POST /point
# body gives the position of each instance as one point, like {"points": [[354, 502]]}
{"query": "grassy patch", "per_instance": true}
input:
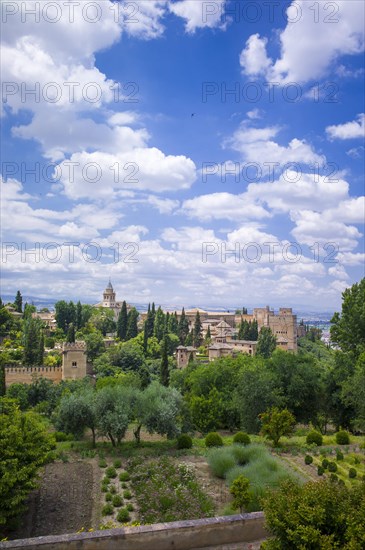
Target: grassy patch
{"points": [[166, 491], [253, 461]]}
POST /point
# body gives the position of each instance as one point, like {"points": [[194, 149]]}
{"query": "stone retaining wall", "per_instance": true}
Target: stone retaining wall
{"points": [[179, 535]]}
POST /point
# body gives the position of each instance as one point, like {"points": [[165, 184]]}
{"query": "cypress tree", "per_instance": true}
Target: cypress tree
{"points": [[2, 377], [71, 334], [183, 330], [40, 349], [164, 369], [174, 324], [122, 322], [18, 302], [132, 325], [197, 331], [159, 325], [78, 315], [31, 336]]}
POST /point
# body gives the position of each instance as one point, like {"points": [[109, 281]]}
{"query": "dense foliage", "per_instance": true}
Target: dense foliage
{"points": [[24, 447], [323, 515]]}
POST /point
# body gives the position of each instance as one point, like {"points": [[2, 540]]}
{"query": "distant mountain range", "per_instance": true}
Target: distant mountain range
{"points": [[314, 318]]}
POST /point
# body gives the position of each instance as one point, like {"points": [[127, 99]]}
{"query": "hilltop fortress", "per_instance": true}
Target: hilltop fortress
__________________________________________________
** EXERCISE OBJECTIVE **
Each entry above should be reproduced exactly, with the pictures removed.

** TASK OUTPUT **
POST /point
# body gives the position of each instance as one point, like {"points": [[354, 502]]}
{"query": "grassy patch", "per_instance": true}
input:
Target: grassy patch
{"points": [[166, 491], [253, 461]]}
POST /point
# body gives the position of each instance as one point, like {"points": [[194, 149]]}
{"query": "stone retaining wall", "per_instance": true}
Target: stone retaining wall
{"points": [[179, 535]]}
POST /point
# body gives the position of each instance as one point, like {"points": [[165, 184]]}
{"query": "cypress tree", "per_instance": true}
Target: cypress tree
{"points": [[2, 377], [71, 334], [183, 330], [40, 349], [164, 369], [174, 324], [122, 322], [18, 302], [132, 325], [197, 331], [159, 325], [78, 315], [31, 336]]}
POST /point
# body gives the position of each instance as one point, like {"points": [[109, 281]]}
{"query": "dense foliage", "per_instance": true}
Target: dense foliage
{"points": [[24, 447], [323, 515]]}
POST /point
# body gives the position of each instance as one point, like {"points": [[2, 540]]}
{"query": "distant mountain range", "per_instance": true}
Target: distant mountain range
{"points": [[314, 318]]}
POST /point
# body gives the position of each instance as one point, like {"points": [[127, 99]]}
{"query": "hilltop fortress", "per_instance": true}
Target: hilltop fortress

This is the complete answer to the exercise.